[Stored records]
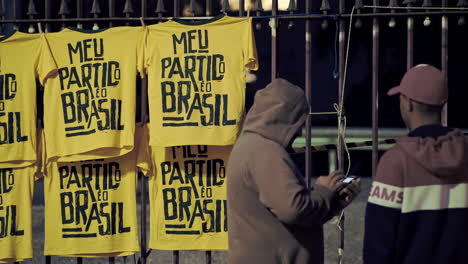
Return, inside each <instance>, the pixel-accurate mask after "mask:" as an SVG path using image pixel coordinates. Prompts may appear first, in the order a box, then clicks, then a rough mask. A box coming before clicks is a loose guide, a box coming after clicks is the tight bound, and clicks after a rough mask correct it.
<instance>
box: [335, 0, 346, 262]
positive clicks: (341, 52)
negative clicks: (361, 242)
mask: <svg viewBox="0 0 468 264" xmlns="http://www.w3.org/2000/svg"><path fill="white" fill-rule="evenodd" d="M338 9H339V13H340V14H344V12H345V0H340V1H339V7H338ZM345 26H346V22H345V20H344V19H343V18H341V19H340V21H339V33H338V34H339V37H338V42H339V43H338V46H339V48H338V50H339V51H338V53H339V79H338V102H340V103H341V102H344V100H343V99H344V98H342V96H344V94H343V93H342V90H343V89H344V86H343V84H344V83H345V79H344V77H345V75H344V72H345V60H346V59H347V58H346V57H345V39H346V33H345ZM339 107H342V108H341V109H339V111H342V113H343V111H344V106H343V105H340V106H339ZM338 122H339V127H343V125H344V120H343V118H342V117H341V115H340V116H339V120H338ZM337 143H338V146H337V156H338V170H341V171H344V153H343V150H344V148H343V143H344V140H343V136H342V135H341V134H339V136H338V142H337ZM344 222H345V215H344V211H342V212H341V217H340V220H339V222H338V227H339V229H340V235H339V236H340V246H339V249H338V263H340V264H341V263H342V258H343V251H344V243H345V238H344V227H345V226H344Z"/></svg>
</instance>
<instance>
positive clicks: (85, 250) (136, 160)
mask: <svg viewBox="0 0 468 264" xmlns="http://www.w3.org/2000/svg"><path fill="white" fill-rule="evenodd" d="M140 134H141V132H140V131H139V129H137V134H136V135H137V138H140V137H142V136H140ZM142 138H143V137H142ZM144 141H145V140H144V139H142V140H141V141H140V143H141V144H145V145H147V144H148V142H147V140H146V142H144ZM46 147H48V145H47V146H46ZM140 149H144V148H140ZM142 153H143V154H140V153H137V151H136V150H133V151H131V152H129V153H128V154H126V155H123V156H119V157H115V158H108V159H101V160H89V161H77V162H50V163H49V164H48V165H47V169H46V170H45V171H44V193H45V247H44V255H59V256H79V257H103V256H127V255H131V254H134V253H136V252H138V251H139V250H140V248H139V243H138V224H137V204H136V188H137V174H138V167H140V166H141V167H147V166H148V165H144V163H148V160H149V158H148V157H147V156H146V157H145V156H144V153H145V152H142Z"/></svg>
==
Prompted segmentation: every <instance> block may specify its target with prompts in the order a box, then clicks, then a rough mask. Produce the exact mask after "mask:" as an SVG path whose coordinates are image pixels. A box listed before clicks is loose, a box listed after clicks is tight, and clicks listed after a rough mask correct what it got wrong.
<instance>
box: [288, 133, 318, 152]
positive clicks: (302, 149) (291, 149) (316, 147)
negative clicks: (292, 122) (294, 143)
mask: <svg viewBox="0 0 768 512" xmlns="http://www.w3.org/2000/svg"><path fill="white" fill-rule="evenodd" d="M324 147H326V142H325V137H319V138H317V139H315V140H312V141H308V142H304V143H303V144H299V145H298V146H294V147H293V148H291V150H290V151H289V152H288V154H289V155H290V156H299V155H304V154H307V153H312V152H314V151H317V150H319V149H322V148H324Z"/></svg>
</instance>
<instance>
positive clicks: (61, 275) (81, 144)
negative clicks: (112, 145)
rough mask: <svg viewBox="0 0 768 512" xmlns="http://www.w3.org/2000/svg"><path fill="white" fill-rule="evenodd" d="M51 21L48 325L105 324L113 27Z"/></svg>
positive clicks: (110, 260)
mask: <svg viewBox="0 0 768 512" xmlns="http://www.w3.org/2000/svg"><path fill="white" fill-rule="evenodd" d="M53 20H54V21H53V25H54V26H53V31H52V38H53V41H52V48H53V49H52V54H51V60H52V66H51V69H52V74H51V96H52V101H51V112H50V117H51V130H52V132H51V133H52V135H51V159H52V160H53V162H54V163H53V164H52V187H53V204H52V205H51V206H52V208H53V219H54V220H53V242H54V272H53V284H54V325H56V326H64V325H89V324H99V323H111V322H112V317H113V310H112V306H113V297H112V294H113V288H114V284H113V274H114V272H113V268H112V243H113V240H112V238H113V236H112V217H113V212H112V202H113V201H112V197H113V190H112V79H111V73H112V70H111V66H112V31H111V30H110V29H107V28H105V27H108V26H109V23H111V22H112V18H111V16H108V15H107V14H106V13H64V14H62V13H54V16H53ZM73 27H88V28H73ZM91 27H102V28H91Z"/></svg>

* [EXERCISE BRIEF]
Could you reproduce exactly the lines of the entries above, from the one with "Return, inside each" through the one with "positive clicks: (341, 52)", and nothing else?

* [EXERCISE SOLUTION]
Return, inside each <instance>, the pixel-accurate mask after "mask:" as an SVG path using image pixel coordinates. Prompts may appear first, in the order a box, then clicks, then a rough mask. A box coming before clicks is a loose guide, a box coming after clicks is the tight bound, and clicks after a rough mask correct it.
<instance>
box: [335, 0, 346, 262]
positive clicks: (341, 52)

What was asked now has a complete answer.